- **Exercise description**
Reproduce exactly the lines from the line containing "Spot the checkered" through the last line of the listing, and no others.

--------------------

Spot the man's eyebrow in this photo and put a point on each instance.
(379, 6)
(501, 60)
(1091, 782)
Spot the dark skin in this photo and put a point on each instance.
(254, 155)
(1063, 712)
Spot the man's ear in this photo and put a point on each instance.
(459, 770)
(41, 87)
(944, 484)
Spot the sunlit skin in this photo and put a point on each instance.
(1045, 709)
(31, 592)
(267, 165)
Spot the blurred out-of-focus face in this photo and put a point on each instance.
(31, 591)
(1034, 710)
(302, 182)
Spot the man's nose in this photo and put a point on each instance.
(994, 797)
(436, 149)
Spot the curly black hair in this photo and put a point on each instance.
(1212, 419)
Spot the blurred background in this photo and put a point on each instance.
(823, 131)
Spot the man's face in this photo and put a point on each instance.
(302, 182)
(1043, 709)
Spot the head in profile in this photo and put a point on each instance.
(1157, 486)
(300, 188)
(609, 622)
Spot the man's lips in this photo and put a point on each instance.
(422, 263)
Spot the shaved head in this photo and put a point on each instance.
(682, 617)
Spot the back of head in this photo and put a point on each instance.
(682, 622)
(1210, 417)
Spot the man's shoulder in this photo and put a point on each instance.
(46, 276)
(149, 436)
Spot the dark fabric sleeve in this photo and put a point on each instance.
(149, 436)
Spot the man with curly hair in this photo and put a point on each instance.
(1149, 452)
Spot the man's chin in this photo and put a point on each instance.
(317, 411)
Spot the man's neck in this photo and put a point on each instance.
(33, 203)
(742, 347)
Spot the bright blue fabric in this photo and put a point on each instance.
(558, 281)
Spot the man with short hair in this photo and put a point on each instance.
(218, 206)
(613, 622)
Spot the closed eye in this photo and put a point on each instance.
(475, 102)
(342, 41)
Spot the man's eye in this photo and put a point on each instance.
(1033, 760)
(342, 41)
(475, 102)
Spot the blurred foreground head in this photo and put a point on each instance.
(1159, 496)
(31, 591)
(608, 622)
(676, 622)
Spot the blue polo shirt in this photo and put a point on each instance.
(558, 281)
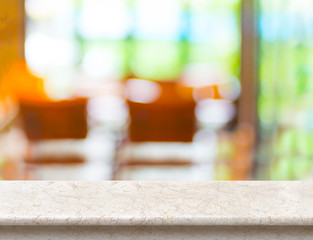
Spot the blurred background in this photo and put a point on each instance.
(156, 89)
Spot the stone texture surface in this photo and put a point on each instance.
(156, 203)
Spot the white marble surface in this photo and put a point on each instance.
(156, 203)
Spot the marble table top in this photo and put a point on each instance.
(156, 203)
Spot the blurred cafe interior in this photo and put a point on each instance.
(189, 90)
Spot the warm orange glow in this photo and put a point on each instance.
(21, 84)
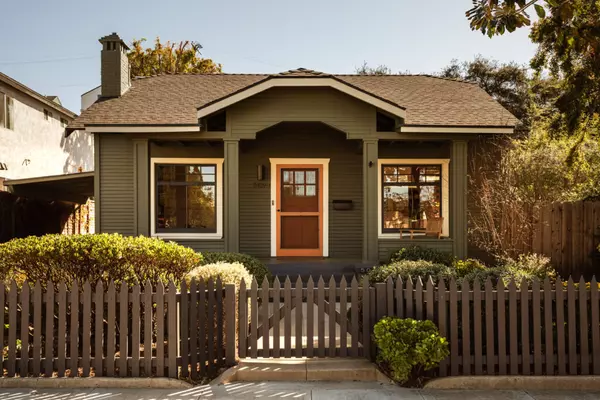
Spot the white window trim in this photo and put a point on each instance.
(219, 208)
(444, 162)
(308, 161)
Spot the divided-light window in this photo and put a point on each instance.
(186, 198)
(412, 195)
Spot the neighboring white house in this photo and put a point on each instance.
(32, 135)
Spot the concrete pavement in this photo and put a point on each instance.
(291, 390)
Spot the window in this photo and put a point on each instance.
(186, 198)
(411, 194)
(7, 119)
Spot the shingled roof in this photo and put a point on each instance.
(174, 99)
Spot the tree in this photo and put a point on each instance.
(169, 58)
(508, 83)
(379, 70)
(568, 37)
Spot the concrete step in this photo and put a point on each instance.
(302, 369)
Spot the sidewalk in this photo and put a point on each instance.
(290, 390)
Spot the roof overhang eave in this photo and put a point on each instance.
(295, 81)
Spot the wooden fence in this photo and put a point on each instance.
(541, 328)
(568, 233)
(529, 329)
(117, 331)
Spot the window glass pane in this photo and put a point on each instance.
(395, 207)
(430, 202)
(201, 207)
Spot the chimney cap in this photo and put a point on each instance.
(113, 37)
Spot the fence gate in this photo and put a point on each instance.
(303, 320)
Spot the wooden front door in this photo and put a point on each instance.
(299, 210)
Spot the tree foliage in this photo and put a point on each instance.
(568, 37)
(169, 58)
(508, 83)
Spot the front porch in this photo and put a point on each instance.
(354, 235)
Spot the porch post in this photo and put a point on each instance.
(141, 189)
(370, 199)
(458, 201)
(231, 186)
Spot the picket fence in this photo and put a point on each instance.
(537, 328)
(117, 331)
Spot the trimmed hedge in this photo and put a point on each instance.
(254, 266)
(105, 257)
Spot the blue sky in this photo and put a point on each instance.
(52, 46)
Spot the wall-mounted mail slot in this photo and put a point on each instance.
(342, 204)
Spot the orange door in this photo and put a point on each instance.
(299, 211)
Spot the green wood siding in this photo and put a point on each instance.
(275, 105)
(117, 209)
(388, 246)
(301, 141)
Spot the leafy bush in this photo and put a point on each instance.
(227, 272)
(252, 264)
(526, 266)
(467, 267)
(412, 269)
(104, 257)
(416, 253)
(407, 346)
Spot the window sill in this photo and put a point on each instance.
(183, 236)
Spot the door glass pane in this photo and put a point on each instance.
(287, 177)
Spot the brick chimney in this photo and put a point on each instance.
(114, 70)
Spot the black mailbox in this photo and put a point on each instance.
(342, 204)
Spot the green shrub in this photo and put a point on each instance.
(416, 253)
(227, 272)
(408, 347)
(526, 266)
(412, 269)
(468, 267)
(104, 257)
(252, 264)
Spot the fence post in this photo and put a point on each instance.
(230, 337)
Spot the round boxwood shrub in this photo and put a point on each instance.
(252, 264)
(408, 347)
(410, 269)
(60, 258)
(416, 253)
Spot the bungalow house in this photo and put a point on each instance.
(295, 164)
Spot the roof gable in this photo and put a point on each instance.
(174, 100)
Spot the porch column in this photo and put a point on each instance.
(231, 185)
(141, 189)
(458, 201)
(370, 199)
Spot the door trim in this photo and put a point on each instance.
(324, 164)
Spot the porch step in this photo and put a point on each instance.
(302, 369)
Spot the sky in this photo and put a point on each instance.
(52, 46)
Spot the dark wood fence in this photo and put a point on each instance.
(537, 328)
(117, 330)
(568, 233)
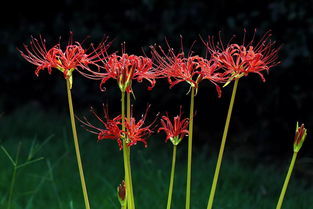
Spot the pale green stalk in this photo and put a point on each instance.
(222, 147)
(76, 143)
(15, 164)
(170, 190)
(188, 187)
(284, 189)
(132, 198)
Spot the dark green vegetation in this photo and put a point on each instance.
(246, 182)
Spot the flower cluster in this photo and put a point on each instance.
(239, 60)
(226, 63)
(176, 130)
(73, 57)
(113, 128)
(124, 69)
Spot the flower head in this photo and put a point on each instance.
(176, 67)
(73, 57)
(176, 130)
(300, 136)
(211, 71)
(134, 131)
(112, 127)
(241, 59)
(191, 68)
(124, 69)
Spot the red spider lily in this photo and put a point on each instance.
(174, 131)
(71, 58)
(300, 136)
(176, 67)
(210, 71)
(240, 60)
(112, 127)
(124, 69)
(135, 132)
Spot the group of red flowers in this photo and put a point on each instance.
(226, 63)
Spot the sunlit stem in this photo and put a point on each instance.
(170, 190)
(125, 156)
(79, 161)
(188, 188)
(284, 189)
(221, 152)
(128, 149)
(12, 185)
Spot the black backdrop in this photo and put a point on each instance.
(265, 113)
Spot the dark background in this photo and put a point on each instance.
(264, 115)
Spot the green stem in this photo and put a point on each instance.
(79, 161)
(283, 191)
(12, 185)
(170, 190)
(125, 154)
(190, 147)
(221, 152)
(128, 112)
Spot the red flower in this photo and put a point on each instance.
(112, 127)
(135, 132)
(240, 60)
(211, 72)
(174, 131)
(124, 69)
(71, 58)
(176, 67)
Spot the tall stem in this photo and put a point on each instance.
(125, 152)
(283, 191)
(170, 190)
(128, 112)
(12, 185)
(221, 152)
(190, 147)
(79, 161)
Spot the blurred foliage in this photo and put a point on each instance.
(265, 113)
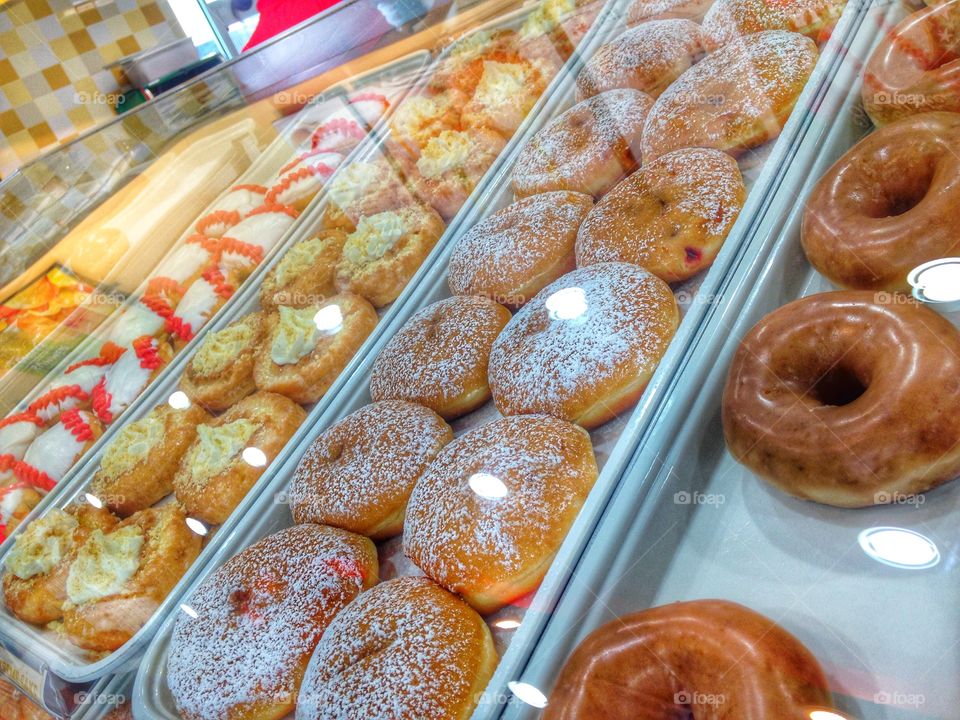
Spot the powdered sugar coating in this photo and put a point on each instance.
(736, 98)
(521, 243)
(440, 356)
(588, 148)
(670, 217)
(647, 58)
(363, 469)
(597, 328)
(255, 621)
(405, 650)
(497, 503)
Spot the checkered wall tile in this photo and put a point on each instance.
(52, 53)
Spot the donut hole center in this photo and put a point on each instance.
(838, 387)
(903, 190)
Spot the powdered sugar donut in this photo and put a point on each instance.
(647, 58)
(727, 20)
(244, 647)
(57, 449)
(586, 346)
(735, 99)
(588, 149)
(514, 253)
(450, 166)
(128, 376)
(670, 217)
(487, 517)
(404, 649)
(439, 357)
(359, 473)
(641, 11)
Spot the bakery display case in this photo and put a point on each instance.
(421, 413)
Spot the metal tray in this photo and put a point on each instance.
(76, 665)
(689, 522)
(263, 168)
(614, 443)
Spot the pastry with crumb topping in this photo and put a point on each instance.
(231, 452)
(138, 466)
(220, 373)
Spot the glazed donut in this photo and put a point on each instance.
(450, 166)
(914, 68)
(727, 20)
(842, 400)
(514, 253)
(35, 569)
(359, 473)
(586, 346)
(641, 11)
(588, 148)
(670, 217)
(137, 468)
(215, 473)
(305, 349)
(119, 578)
(890, 204)
(405, 649)
(386, 250)
(243, 650)
(678, 660)
(461, 533)
(220, 373)
(734, 99)
(647, 58)
(439, 357)
(306, 271)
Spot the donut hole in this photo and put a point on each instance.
(838, 387)
(901, 191)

--------------------

- **Response box**
Spot the checkered wall tile in this photo and put a point on each instance.
(52, 53)
Spot the donut hole center in this photo and put a point on each instance.
(838, 387)
(903, 190)
Spot the powdered sugar donut in this photo and put a point on each instance.
(647, 58)
(727, 20)
(244, 647)
(57, 449)
(586, 346)
(735, 99)
(588, 149)
(514, 253)
(450, 166)
(128, 376)
(670, 217)
(487, 517)
(404, 649)
(439, 357)
(359, 473)
(641, 11)
Spot the bakery display case in this photo and put a point on each instance.
(421, 413)
Spot the metal tray in this photo and put a point on each instance.
(76, 665)
(689, 522)
(263, 168)
(614, 443)
Spot the pastry with crumb topping in this photo and put a point on each instance.
(231, 452)
(138, 466)
(220, 373)
Spot the glazed donut in this photo and put a point on each instance.
(450, 166)
(914, 68)
(727, 20)
(842, 400)
(514, 253)
(35, 569)
(359, 473)
(586, 346)
(641, 11)
(588, 148)
(670, 217)
(137, 468)
(215, 473)
(305, 349)
(119, 578)
(890, 204)
(405, 649)
(386, 250)
(243, 650)
(678, 660)
(461, 533)
(220, 373)
(734, 99)
(647, 58)
(439, 357)
(306, 271)
Spot the donut hole in this photo and put a point on each instance.
(838, 387)
(901, 191)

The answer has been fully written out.